● **LISTED RECORDS**
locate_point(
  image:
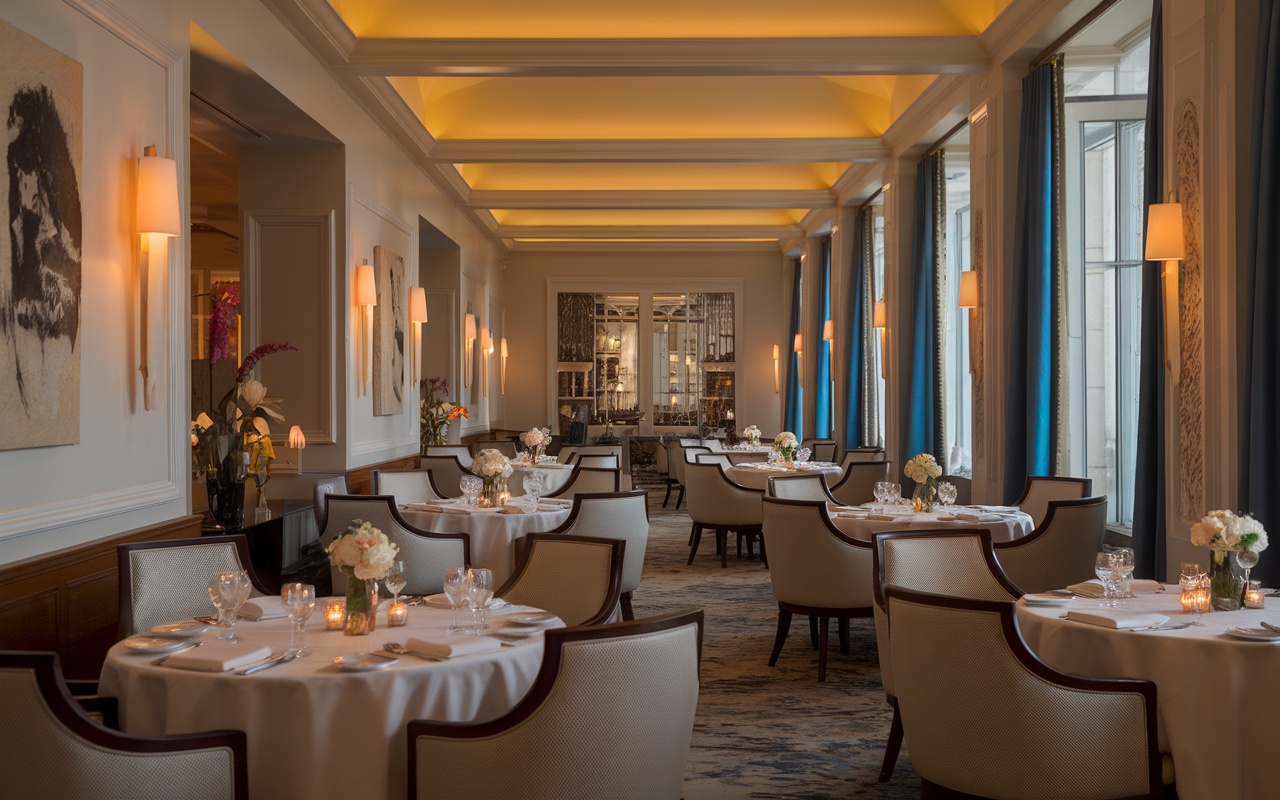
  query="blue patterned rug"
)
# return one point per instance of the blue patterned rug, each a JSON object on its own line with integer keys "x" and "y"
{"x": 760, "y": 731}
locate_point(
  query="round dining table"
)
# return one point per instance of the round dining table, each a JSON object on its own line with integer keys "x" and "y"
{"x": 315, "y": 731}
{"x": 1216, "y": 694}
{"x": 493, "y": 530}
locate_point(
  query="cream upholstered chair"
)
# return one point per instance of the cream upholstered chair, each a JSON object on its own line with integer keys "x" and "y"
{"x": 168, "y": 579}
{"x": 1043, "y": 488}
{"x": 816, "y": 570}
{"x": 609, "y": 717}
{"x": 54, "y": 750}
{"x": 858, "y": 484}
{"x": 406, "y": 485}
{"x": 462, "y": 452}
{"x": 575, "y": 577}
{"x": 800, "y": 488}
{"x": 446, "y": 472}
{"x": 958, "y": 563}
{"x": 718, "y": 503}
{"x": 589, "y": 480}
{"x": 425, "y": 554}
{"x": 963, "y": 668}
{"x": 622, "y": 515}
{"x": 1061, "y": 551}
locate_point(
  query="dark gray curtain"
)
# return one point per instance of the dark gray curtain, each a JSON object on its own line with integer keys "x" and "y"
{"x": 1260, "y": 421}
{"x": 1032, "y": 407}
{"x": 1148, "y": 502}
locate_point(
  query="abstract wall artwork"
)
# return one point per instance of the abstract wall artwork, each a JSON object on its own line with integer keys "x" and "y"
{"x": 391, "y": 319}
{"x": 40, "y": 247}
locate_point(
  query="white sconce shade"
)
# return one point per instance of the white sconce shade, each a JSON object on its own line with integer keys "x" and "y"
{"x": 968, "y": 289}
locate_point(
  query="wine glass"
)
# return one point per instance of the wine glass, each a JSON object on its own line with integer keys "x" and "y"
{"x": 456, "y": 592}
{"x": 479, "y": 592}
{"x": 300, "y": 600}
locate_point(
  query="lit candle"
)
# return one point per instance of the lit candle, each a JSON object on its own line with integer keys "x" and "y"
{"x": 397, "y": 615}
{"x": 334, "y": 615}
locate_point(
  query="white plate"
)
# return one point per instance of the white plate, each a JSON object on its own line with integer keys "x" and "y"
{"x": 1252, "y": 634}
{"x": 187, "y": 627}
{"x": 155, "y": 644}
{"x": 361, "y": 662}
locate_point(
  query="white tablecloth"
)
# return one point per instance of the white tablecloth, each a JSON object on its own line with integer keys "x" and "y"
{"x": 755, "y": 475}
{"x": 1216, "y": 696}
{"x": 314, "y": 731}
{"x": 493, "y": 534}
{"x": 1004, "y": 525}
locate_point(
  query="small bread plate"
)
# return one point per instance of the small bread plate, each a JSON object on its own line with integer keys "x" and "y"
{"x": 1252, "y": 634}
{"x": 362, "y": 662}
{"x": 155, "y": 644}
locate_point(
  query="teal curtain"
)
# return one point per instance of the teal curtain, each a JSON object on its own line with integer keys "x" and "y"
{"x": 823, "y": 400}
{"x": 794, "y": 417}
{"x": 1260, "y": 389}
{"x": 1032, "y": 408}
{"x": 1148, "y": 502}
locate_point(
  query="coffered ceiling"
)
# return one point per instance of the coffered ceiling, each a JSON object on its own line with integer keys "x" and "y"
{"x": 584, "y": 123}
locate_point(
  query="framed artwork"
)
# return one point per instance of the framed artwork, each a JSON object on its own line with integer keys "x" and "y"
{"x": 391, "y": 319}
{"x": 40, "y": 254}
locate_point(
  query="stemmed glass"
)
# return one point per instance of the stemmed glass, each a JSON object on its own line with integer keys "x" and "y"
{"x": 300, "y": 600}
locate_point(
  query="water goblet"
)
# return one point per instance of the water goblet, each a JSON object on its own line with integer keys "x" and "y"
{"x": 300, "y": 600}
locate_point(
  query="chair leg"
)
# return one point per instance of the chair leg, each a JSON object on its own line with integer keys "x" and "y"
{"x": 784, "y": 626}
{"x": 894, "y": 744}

● **EXERCISE PROMPT**
What is needed is an exact repeat of the records, with every picture left out.

● **PROBLEM SOLUTION**
locate_point(
  image:
  query="blue patterned rug"
)
# return one point per instance of the blue patterned rug, each a JSON object on its own line with integer keys "x" and "y"
{"x": 760, "y": 731}
locate_point(
  query="round dining table"
)
# return one point per instance of the round dining table, each a JSON object on its own line with integer keys "x" and "y"
{"x": 315, "y": 731}
{"x": 1216, "y": 694}
{"x": 493, "y": 530}
locate_point(
  query="cream upholstered chair"
)
# return one point per instance of the cream upholstered chair, each a JSON object on its own line with integer keys "x" and "y"
{"x": 168, "y": 579}
{"x": 1043, "y": 488}
{"x": 816, "y": 570}
{"x": 609, "y": 717}
{"x": 54, "y": 750}
{"x": 858, "y": 484}
{"x": 406, "y": 485}
{"x": 462, "y": 452}
{"x": 575, "y": 577}
{"x": 800, "y": 488}
{"x": 446, "y": 472}
{"x": 958, "y": 563}
{"x": 718, "y": 503}
{"x": 589, "y": 480}
{"x": 425, "y": 554}
{"x": 963, "y": 668}
{"x": 622, "y": 515}
{"x": 1061, "y": 551}
locate_point(
  query="dark gray curtain"
)
# return one point per instance of the dark gray curtain, each a JSON object on its own line with integer keys "x" and "y"
{"x": 1260, "y": 421}
{"x": 1032, "y": 407}
{"x": 1148, "y": 502}
locate_point(
  query="abstract wall artwork"
)
# return one point per instance of the abstract wall artwork, each a JSON object on its own line with integer keys "x" and "y"
{"x": 391, "y": 319}
{"x": 40, "y": 247}
locate_point(
  query="white sconce shade"
)
# return one point per instance of the white sconce shade, each a JSON object on its own line with integer keys "x" and "y"
{"x": 968, "y": 289}
locate_point(
  query="wine glass"
)
# return one point per instance of the wine glass, each a JSON object on its own line with integer keys "x" and "y"
{"x": 456, "y": 592}
{"x": 479, "y": 592}
{"x": 300, "y": 600}
locate_point(
  query="lit candle"
)
# return one point per instance of the lit candle, each a JSON object on its own line with integer keys "x" and "y"
{"x": 397, "y": 615}
{"x": 334, "y": 615}
locate_point(
  query="white plate"
)
# return one point per instance of the white plate, each a JSON object on its own line with integer keys "x" and "y"
{"x": 1252, "y": 634}
{"x": 187, "y": 627}
{"x": 155, "y": 644}
{"x": 361, "y": 662}
locate_point(
  query="white tablecloth"
)
# return one point per instance of the white tablecloth, each a JSON object on its own line with integer keys "x" and "y"
{"x": 755, "y": 475}
{"x": 1216, "y": 696}
{"x": 314, "y": 731}
{"x": 493, "y": 534}
{"x": 1004, "y": 525}
locate_point(
  query="small bread plate"
)
# return one point per instance of the small bread plate, each a JSON object on its own line with integer keys "x" and "y"
{"x": 1252, "y": 634}
{"x": 362, "y": 662}
{"x": 155, "y": 644}
locate_point(
  query="teal curtain"
)
# return one point per instance of the teal curtain, each a JSON object on its own line with integer keys "x" and "y"
{"x": 823, "y": 400}
{"x": 794, "y": 417}
{"x": 1260, "y": 389}
{"x": 1032, "y": 408}
{"x": 1148, "y": 502}
locate_point(
  query="coffered ceiling"
)
# return one point per instance of the coffered ceiling, each a JSON object on its own line with integer keys "x" and "y"
{"x": 584, "y": 123}
locate_point(
  query="framed artwork"
)
# return one point per instance of the framed artwork, each a JSON object on its own line with integer keys "x" and "y"
{"x": 391, "y": 319}
{"x": 40, "y": 254}
locate_point(
  query="stemmed glass"
)
# return one point per instance of the stemmed glass, each a JSON object on its own line with integer keys "x" and "y"
{"x": 300, "y": 600}
locate_point(
  query="water goblet"
)
# return one point per instance of the water goblet, each a JSON object on its own line with integer keys "x" and "y"
{"x": 300, "y": 600}
locate_point(
  query="chair leg"
)
# return one point per instance of the chair leg, each a JSON object on its own line with integer keys "x" and "y"
{"x": 784, "y": 626}
{"x": 894, "y": 744}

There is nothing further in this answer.